Selected extract -
********************
Mayor Hyrum Johnson revealed to the Teton Valley News Thursday that if the EPA had “thrown the book at Driggs,” the penalty could have been as high as $250 million.

The penalty that the city and the EPA agreed upon is $13,500.

“Frankly, I’m ecstatic,” Johnson said. “[The EPA] specifically said, when they submitted that number, ‘you guys have worked hard, you’ve demonstrated the desire to comply, you have cooperated with us every step of the way, you have not tried to obstruct us, so we have reduced this penalty to the absolute bare minimum that we are able to get to.”

The city has a two-year period from the final consent agreement to bring the plant into full compliance. The mayor said he was confident that the public works department could fulfill that task in under two years.

The city installed a new $10 million plant in 2013 in hopes of addressing historic clean water act violations, but the problems weren’t solved. The majority of the plant’s 135 violations revealed in EPA testing were for ammonia being discharged into a tributary of the Teton River. The new system uses bacteria to digest the contaminants in wastewater but apparently, “the bugs that are supposed to break down ammonia haven’t taken hold,” Johnson said.

The city worked with an EPA team out of Seattle and Johnson said that it was possibly the best federal experience he has ever had.

“I felt like they were our partners in this effort,” he said. “It didn’t feel like it was overreach by a federal bureaucracy.”
********************
Data for analysis -
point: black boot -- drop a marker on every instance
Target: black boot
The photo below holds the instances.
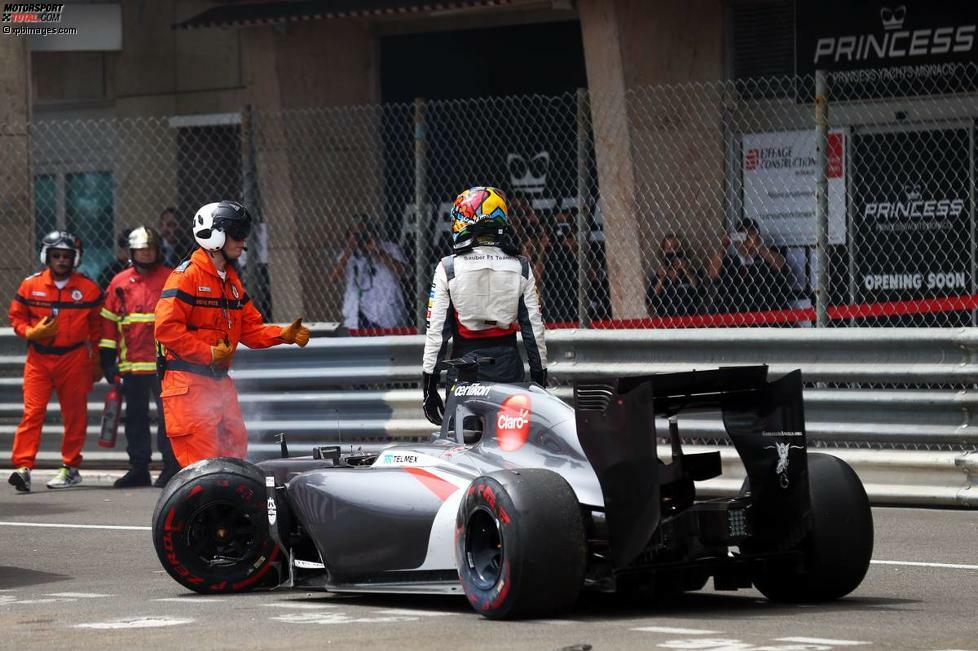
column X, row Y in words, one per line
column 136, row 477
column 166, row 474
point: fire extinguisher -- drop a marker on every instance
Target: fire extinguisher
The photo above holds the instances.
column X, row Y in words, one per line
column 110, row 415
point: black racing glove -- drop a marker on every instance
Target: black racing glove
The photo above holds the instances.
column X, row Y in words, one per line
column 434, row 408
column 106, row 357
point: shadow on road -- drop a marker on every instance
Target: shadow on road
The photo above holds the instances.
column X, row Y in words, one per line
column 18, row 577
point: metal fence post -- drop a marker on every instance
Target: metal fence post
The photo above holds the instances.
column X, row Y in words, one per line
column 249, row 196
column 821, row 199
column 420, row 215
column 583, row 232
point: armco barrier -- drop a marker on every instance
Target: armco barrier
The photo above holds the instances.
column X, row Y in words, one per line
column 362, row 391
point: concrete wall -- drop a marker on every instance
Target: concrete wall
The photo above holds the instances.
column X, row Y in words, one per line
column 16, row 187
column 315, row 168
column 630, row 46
********************
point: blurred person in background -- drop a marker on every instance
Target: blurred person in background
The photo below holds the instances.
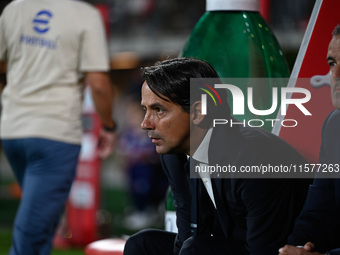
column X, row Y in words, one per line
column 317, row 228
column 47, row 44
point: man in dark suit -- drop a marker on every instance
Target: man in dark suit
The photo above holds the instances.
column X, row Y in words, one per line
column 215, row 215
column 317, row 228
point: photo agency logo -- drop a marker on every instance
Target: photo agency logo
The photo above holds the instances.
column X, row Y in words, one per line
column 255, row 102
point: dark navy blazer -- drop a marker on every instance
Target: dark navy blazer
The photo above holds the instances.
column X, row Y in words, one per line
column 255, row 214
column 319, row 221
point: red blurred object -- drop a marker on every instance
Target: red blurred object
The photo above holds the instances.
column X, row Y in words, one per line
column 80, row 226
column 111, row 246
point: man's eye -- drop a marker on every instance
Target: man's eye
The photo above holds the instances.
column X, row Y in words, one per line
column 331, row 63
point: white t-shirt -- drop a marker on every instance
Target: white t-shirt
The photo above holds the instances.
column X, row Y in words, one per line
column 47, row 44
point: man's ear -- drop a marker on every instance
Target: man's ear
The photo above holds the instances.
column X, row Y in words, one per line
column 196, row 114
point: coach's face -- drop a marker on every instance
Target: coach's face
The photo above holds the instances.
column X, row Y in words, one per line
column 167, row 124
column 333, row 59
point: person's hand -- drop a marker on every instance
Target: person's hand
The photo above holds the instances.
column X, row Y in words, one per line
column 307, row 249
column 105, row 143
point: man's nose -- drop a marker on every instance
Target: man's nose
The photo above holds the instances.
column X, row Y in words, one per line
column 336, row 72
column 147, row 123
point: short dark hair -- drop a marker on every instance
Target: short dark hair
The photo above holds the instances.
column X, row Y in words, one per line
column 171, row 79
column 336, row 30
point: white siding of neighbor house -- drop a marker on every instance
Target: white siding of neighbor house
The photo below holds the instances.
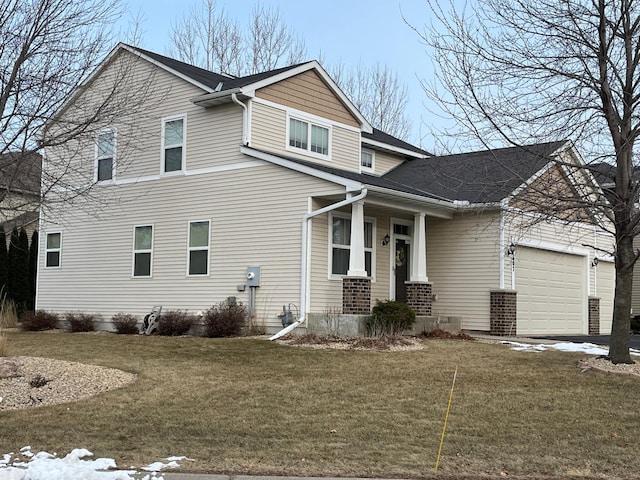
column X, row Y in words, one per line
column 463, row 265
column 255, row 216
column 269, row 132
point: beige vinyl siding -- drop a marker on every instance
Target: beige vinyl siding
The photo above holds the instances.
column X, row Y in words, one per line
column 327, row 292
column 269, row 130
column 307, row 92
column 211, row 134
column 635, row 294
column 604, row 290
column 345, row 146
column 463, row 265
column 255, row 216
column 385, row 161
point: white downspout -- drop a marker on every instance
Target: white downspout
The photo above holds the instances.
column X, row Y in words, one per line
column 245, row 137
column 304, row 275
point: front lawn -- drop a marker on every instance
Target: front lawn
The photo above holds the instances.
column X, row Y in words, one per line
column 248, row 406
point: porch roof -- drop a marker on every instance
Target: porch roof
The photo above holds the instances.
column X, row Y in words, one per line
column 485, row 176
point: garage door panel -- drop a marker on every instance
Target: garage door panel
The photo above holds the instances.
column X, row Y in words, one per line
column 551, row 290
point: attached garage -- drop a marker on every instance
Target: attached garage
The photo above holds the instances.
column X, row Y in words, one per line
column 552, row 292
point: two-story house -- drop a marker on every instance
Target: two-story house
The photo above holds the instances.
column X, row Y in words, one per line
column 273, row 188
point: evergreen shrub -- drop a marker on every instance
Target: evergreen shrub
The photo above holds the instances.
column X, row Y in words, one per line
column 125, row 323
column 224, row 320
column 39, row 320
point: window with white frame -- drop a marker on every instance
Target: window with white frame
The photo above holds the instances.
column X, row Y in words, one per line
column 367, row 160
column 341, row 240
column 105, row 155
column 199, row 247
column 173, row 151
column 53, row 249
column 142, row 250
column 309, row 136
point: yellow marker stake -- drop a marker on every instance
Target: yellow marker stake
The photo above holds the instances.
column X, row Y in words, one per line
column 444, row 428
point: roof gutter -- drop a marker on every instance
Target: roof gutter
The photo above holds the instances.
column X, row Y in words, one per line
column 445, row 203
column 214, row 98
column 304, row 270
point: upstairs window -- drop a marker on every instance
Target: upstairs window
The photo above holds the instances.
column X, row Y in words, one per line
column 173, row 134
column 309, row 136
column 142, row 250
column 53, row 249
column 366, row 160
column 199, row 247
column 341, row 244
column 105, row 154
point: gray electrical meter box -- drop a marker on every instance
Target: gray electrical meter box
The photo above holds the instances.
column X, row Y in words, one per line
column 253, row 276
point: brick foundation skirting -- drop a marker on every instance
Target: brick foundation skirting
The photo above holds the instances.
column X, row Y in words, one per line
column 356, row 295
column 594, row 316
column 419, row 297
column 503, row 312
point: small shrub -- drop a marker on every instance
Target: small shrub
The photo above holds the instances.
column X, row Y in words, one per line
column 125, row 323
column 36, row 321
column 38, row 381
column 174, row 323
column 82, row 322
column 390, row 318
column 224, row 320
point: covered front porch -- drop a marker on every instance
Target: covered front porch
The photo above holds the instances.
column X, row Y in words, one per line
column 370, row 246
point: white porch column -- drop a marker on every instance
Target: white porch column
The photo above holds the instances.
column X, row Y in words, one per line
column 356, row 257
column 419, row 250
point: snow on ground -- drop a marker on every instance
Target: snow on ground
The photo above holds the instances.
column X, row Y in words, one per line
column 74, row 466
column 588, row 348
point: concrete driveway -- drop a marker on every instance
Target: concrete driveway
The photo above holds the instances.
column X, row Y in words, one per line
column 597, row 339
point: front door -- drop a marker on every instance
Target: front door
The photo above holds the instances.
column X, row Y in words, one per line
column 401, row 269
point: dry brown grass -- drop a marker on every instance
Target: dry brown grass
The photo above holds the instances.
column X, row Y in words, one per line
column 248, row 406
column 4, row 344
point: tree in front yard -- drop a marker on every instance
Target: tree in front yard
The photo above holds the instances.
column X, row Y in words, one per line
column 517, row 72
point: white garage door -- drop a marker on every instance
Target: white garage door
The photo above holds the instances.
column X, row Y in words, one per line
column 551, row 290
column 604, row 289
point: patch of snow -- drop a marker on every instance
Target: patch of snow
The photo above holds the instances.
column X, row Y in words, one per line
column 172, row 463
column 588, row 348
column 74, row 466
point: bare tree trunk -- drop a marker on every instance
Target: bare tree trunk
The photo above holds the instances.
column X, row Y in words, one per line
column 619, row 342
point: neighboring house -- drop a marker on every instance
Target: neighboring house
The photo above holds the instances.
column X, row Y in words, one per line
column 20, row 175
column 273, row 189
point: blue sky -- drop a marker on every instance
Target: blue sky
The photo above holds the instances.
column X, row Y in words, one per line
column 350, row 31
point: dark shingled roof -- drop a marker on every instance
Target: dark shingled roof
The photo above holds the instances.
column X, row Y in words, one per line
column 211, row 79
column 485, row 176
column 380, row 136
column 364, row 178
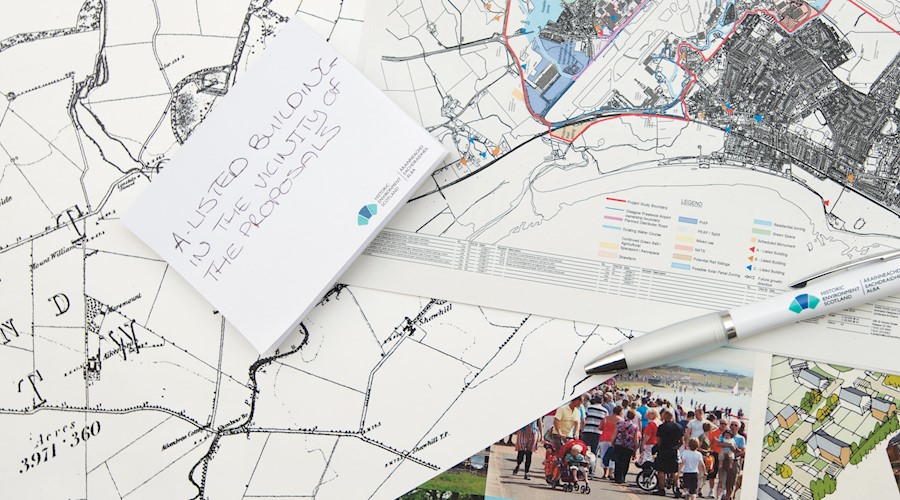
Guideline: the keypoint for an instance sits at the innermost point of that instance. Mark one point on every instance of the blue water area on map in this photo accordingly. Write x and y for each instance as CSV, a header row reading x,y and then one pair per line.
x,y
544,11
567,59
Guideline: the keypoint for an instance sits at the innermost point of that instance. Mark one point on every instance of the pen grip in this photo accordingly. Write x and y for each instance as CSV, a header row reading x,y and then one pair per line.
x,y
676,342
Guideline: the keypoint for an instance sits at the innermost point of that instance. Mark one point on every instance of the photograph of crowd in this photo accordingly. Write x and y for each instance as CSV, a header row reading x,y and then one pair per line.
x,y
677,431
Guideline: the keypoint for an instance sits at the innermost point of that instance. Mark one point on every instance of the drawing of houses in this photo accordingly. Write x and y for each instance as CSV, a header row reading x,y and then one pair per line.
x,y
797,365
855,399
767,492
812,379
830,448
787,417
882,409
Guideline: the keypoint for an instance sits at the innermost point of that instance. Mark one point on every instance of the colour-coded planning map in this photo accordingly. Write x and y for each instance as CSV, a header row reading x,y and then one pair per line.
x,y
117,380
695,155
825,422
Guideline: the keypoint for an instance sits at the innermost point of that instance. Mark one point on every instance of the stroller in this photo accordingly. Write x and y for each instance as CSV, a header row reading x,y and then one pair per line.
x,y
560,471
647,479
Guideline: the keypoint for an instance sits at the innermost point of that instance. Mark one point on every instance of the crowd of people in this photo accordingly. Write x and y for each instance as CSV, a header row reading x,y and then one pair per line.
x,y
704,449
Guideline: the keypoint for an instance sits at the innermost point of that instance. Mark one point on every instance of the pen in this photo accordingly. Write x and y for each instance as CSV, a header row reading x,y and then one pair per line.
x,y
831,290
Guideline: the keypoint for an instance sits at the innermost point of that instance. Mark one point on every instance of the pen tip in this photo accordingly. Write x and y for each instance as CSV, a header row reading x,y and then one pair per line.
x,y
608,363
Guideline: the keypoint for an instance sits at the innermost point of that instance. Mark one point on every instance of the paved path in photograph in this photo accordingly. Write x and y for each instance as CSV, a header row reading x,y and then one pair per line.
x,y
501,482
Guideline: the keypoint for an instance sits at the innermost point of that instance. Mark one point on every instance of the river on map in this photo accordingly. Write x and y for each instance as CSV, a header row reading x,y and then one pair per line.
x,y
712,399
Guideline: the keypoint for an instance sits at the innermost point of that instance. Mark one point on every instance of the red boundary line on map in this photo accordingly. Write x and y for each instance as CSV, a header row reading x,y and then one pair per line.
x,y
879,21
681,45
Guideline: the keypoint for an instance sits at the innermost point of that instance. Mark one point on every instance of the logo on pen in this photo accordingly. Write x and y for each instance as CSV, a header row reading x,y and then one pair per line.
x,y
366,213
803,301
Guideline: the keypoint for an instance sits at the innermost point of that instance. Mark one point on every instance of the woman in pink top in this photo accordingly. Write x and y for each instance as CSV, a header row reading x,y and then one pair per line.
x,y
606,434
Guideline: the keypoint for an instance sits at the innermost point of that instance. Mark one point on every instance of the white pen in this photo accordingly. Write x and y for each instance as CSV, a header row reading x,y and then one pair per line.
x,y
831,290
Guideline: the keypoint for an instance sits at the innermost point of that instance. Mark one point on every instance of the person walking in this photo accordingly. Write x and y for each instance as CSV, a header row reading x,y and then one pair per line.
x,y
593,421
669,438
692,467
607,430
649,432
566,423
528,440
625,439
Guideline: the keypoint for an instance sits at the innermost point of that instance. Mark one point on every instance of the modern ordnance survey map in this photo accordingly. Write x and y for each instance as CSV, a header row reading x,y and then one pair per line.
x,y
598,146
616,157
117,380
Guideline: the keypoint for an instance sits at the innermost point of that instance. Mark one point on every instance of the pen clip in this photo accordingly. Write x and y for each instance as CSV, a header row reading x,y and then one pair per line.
********************
Exercise directions -
In the article on the Driggs wastewater penalty above, reproduce everything from "Mayor Hyrum Johnson" down to "under two years.".

Task output -
Mayor Hyrum Johnson revealed to the Teton Valley News Thursday that if the EPA had “thrown the book at Driggs,” the penalty could have been as high as $250 million.

The penalty that the city and the EPA agreed upon is $13,500.

“Frankly, I’m ecstatic,” Johnson said. “[The EPA] specifically said, when they submitted that number, ‘you guys have worked hard, you’ve demonstrated the desire to comply, you have cooperated with us every step of the way, you have not tried to obstruct us, so we have reduced this penalty to the absolute bare minimum that we are able to get to.”

The city has a two-year period from the final consent agreement to bring the plant into full compliance. The mayor said he was confident that the public works department could fulfill that task in under two years.